Requirement: List every line in the entries below that contains the word "positive", where case counts.

Data in this exercise:
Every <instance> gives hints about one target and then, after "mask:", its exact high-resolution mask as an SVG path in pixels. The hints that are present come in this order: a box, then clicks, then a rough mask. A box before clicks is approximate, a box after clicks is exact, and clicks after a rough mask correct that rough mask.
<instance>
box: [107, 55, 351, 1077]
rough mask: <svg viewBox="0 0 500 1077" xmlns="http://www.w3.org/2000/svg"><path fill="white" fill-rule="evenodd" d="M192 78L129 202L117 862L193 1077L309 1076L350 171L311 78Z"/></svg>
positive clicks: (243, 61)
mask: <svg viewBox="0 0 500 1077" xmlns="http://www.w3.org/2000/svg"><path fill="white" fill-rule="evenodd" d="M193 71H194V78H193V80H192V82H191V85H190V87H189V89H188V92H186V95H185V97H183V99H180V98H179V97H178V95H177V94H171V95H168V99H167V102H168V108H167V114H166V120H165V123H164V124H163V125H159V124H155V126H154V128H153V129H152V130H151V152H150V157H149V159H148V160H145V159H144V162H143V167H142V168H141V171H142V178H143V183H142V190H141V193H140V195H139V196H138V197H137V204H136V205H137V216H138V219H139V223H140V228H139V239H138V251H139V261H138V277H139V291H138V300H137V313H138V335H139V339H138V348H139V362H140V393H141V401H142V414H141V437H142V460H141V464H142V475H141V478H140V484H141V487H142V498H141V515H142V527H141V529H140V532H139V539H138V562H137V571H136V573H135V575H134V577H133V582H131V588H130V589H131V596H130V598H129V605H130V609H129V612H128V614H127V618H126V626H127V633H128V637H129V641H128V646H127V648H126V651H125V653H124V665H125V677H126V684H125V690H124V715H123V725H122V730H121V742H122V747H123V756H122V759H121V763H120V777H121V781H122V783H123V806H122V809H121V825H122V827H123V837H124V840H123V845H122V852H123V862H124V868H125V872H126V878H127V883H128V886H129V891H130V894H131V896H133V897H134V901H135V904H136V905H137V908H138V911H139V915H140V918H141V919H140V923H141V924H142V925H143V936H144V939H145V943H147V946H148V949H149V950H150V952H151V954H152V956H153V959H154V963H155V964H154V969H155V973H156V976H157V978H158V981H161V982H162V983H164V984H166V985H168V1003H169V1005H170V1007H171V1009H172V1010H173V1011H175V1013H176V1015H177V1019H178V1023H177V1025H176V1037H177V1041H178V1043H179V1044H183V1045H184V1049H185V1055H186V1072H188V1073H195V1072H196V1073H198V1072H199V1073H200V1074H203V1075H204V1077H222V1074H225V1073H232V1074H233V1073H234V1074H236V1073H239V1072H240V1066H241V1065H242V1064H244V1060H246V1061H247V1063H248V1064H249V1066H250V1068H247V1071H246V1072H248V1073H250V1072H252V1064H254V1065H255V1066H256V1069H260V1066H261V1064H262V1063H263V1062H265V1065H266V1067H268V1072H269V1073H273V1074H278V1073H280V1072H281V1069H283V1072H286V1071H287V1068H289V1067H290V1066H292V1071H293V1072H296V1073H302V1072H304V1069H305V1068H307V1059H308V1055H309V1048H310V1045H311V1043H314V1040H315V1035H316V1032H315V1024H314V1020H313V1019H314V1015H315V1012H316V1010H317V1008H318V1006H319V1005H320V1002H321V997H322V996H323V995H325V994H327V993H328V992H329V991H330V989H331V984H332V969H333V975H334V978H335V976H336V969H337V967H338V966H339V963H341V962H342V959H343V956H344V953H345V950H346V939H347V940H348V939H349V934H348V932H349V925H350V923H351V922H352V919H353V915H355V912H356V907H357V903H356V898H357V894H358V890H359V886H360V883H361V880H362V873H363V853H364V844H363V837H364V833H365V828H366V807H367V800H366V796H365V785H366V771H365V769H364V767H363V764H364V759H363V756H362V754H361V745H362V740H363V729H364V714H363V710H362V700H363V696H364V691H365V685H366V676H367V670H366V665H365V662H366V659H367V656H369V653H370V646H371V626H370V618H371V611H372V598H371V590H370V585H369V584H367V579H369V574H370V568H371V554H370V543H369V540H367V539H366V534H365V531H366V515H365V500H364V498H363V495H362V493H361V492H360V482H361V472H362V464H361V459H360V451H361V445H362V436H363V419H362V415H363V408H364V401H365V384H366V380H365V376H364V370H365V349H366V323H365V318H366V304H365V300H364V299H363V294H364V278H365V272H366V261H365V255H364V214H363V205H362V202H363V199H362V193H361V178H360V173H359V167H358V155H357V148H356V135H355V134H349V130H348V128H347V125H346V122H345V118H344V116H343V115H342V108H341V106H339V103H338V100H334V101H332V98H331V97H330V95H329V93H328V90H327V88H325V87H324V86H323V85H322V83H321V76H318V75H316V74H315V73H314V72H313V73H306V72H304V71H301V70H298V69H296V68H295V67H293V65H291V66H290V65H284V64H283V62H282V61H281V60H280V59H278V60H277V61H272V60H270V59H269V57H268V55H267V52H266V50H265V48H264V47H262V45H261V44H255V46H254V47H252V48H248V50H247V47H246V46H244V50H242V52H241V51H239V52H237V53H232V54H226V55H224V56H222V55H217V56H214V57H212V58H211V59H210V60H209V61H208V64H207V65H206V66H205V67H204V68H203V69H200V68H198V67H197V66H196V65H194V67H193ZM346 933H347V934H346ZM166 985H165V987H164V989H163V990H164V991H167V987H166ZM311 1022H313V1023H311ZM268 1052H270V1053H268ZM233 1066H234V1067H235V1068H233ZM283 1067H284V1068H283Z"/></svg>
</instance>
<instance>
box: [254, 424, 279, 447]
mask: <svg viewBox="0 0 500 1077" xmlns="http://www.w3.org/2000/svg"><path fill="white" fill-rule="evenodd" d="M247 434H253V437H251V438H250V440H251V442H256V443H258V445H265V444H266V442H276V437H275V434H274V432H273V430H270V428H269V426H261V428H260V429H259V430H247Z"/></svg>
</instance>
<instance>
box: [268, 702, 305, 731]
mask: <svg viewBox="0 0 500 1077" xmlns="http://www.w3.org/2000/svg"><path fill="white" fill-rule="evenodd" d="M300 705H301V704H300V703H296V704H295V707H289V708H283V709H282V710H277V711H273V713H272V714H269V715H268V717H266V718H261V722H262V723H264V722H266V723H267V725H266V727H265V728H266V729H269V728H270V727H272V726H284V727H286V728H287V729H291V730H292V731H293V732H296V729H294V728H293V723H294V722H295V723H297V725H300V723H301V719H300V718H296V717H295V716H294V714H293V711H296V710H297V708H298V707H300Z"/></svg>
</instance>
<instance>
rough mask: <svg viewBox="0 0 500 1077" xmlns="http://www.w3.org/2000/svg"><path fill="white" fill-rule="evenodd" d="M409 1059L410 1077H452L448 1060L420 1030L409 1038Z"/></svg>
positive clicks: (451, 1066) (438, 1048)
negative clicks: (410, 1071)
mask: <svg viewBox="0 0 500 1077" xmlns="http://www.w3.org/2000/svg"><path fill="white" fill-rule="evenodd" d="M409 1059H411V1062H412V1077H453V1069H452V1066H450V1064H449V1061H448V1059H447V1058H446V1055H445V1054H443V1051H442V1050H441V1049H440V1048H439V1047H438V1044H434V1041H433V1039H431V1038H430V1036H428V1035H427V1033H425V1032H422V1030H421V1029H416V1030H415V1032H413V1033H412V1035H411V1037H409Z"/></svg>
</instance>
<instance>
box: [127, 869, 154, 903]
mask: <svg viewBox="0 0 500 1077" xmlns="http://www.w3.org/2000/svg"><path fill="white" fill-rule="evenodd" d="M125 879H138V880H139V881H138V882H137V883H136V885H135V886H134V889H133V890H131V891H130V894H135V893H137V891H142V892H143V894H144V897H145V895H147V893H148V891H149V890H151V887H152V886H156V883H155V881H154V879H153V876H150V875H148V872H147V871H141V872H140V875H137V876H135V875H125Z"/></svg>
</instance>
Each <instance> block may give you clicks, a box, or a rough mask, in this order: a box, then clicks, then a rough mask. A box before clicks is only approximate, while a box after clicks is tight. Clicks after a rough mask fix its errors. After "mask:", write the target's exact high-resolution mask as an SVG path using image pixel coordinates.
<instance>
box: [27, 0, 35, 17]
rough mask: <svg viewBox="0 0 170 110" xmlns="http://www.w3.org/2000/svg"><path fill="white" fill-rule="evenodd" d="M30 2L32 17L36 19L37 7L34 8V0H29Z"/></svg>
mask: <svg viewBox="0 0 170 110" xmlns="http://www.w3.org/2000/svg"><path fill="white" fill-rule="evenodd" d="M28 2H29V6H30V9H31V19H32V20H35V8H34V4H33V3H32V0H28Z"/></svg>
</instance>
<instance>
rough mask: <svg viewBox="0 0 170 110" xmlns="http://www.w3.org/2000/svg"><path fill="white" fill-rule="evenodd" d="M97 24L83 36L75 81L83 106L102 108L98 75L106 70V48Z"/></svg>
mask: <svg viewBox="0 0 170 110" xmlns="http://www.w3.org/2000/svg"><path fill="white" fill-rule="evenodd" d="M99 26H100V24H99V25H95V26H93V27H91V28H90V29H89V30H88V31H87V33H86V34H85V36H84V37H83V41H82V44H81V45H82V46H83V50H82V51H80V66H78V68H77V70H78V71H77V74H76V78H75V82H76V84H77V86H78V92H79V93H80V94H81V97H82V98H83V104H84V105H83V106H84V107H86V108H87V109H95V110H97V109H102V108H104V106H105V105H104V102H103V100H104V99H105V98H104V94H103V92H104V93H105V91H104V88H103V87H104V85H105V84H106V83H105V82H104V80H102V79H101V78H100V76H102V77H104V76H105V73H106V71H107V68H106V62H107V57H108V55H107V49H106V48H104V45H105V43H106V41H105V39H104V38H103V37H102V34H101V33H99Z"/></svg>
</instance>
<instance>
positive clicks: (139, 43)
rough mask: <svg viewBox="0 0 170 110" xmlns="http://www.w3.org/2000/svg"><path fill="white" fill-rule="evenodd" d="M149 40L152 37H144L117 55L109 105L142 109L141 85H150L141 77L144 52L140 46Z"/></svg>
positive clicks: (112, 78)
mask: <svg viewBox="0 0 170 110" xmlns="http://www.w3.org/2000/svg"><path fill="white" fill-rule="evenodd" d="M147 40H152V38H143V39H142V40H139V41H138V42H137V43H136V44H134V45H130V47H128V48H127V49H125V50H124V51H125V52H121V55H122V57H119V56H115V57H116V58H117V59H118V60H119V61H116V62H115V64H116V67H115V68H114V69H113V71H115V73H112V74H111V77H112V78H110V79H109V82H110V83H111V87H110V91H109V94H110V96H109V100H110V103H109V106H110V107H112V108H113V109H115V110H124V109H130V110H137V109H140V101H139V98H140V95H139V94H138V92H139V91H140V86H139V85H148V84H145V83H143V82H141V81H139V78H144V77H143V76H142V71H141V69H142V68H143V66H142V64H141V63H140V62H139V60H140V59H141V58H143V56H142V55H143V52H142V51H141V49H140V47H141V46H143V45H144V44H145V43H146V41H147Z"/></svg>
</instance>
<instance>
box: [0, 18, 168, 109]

Response to the exercise:
positive clicks: (243, 61)
positive clicks: (451, 1066) (438, 1048)
positive clicks: (139, 43)
positive clicks: (112, 78)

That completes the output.